• [Aim] Return, word for word, the lines of the records below from the line containing "Data-validation step: confirm the orange sky" up to and including the final line of the records.

Stored data:
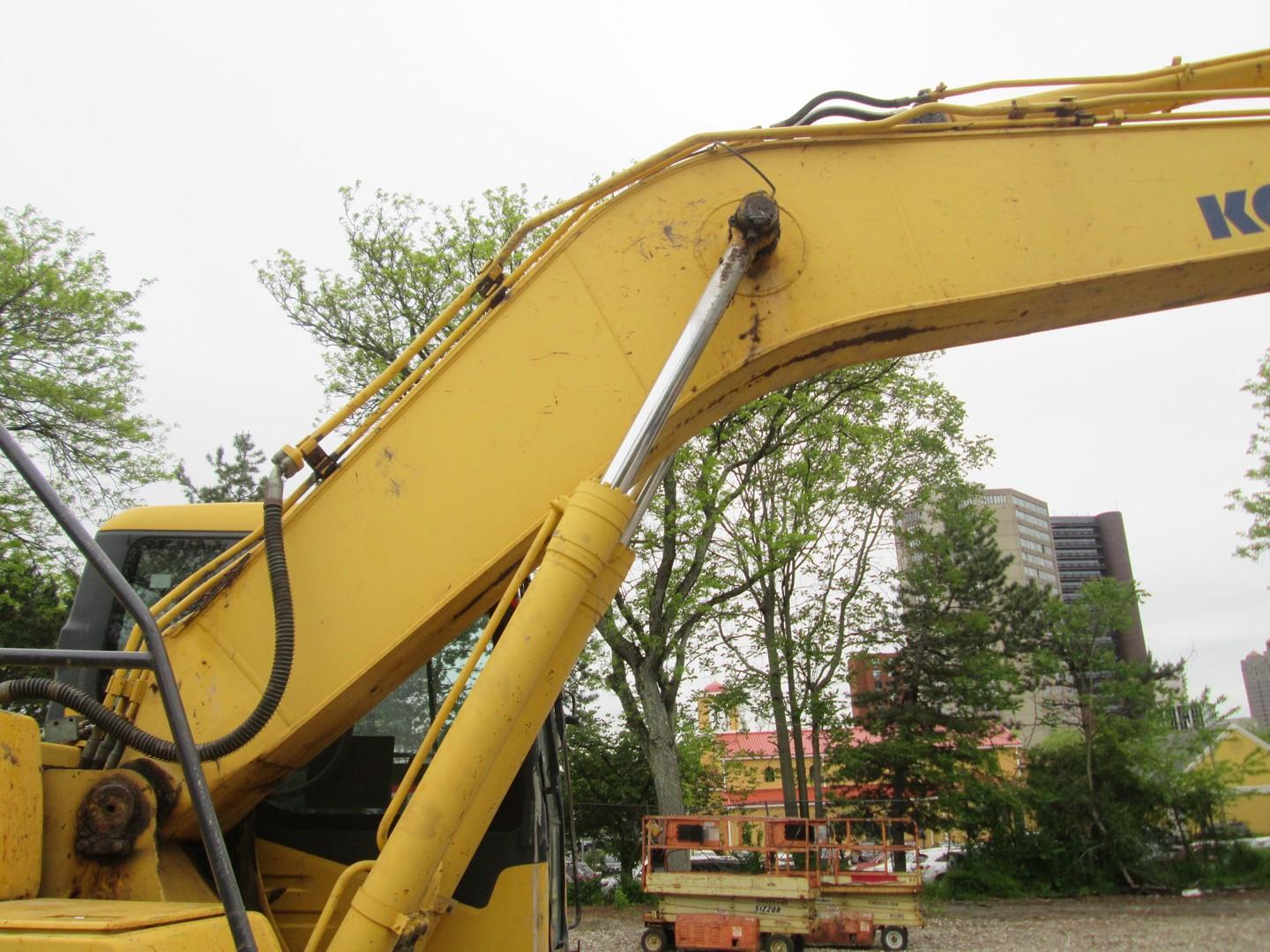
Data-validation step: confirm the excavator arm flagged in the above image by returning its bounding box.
[7,46,1270,948]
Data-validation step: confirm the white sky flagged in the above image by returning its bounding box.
[0,0,1270,704]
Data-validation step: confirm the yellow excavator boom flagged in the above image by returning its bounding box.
[7,51,1270,949]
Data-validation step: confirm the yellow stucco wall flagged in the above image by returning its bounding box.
[1213,725,1270,837]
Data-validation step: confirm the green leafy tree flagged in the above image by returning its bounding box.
[0,546,75,718]
[0,207,167,561]
[950,579,1238,895]
[1027,579,1199,886]
[173,433,265,502]
[258,184,546,411]
[1230,350,1270,560]
[598,368,893,837]
[834,487,1048,863]
[569,710,720,876]
[720,358,990,814]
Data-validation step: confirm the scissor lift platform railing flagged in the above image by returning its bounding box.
[641,816,922,952]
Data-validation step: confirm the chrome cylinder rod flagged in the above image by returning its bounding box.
[602,191,780,493]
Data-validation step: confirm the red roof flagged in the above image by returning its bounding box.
[715,725,1022,761]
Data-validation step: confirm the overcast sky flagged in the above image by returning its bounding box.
[0,0,1270,704]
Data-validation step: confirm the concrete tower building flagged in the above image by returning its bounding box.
[1239,641,1270,727]
[1049,513,1147,661]
[978,488,1059,591]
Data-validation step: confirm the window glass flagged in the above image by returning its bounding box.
[107,536,242,650]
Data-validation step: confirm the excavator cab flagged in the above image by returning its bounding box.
[25,502,569,948]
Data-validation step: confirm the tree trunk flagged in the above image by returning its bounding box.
[759,586,797,816]
[811,709,825,820]
[632,666,691,872]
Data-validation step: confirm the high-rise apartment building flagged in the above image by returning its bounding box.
[1239,641,1270,727]
[1049,513,1147,661]
[978,488,1059,591]
[900,488,1147,747]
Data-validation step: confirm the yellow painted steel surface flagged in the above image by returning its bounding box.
[0,899,282,952]
[0,710,44,900]
[329,482,635,952]
[0,46,1270,949]
[138,113,1270,836]
[101,502,262,532]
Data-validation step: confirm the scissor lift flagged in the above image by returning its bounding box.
[640,816,924,952]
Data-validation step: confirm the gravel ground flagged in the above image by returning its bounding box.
[572,889,1270,952]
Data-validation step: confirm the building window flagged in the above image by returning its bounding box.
[1015,496,1049,520]
[1015,509,1049,529]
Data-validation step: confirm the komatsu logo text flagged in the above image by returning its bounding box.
[1195,185,1270,239]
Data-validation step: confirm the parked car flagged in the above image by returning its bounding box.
[564,856,600,882]
[855,844,965,883]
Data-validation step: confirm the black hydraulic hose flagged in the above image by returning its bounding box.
[773,89,922,127]
[0,492,296,762]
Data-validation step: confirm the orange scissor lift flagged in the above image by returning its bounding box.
[640,816,923,952]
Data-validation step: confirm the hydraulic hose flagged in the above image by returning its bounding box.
[0,468,296,762]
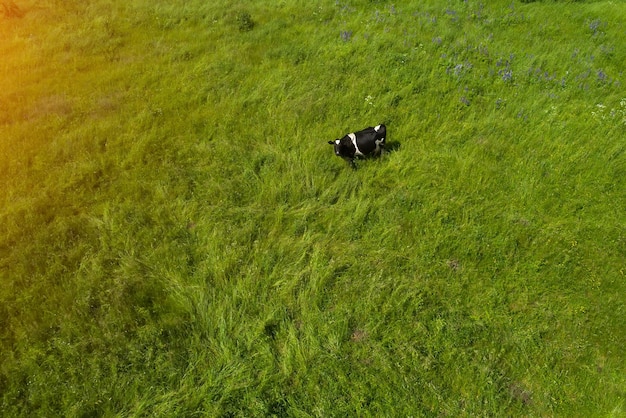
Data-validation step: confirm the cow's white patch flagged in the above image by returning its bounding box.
[348,133,364,157]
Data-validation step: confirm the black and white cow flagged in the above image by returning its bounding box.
[328,125,387,166]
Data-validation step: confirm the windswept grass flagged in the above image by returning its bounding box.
[0,0,626,417]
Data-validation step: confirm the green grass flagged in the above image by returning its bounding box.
[0,0,626,417]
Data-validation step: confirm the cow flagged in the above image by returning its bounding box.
[328,124,387,167]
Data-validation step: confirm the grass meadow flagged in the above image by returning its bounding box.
[0,0,626,417]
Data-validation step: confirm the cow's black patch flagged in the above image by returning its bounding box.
[328,125,387,162]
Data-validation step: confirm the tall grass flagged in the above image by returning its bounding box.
[0,0,626,416]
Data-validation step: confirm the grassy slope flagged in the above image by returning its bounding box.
[0,0,626,416]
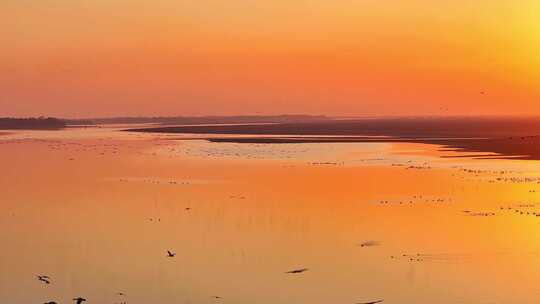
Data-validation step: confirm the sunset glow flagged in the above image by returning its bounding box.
[0,0,540,117]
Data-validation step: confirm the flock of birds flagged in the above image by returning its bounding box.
[4,129,540,304]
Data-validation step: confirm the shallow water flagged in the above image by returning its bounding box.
[0,127,540,304]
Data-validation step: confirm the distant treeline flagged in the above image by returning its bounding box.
[65,115,329,125]
[0,117,66,130]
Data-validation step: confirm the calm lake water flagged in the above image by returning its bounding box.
[0,127,540,304]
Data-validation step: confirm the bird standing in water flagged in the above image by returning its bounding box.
[73,297,86,304]
[37,276,51,284]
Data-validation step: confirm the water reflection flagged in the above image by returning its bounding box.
[0,128,540,304]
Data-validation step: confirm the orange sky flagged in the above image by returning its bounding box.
[0,0,540,117]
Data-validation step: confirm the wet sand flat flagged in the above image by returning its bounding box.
[128,118,540,160]
[0,128,540,304]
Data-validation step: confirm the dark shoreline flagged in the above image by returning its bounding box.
[125,118,540,160]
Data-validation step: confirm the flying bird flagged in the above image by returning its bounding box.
[73,297,86,304]
[285,268,309,274]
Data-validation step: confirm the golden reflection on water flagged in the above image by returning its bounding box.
[0,129,540,304]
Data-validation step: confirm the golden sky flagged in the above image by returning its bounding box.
[0,0,540,117]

• [Exercise output]
Data-validation step: confirm the orange sky flagged in the above image by returning its bounding box.
[0,0,540,117]
Data-validation step: confirm the wet sand flat flagged in the above image by returning its bounding box.
[128,118,540,160]
[0,128,540,304]
Data-validation step: confirm the dark shoreline flagged in the above image by returning its bounding box.
[125,118,540,160]
Data-validation step: confirm the flying bird flagged in the above image by returning its bounding box.
[73,297,86,304]
[285,268,309,274]
Data-validation step: confirm the golden reflection on water flagged in the above image by returning its bounding box.
[0,129,540,304]
Data-validation step: confirm the golden sky flagged in the above image by returning its bounding box.
[0,0,540,117]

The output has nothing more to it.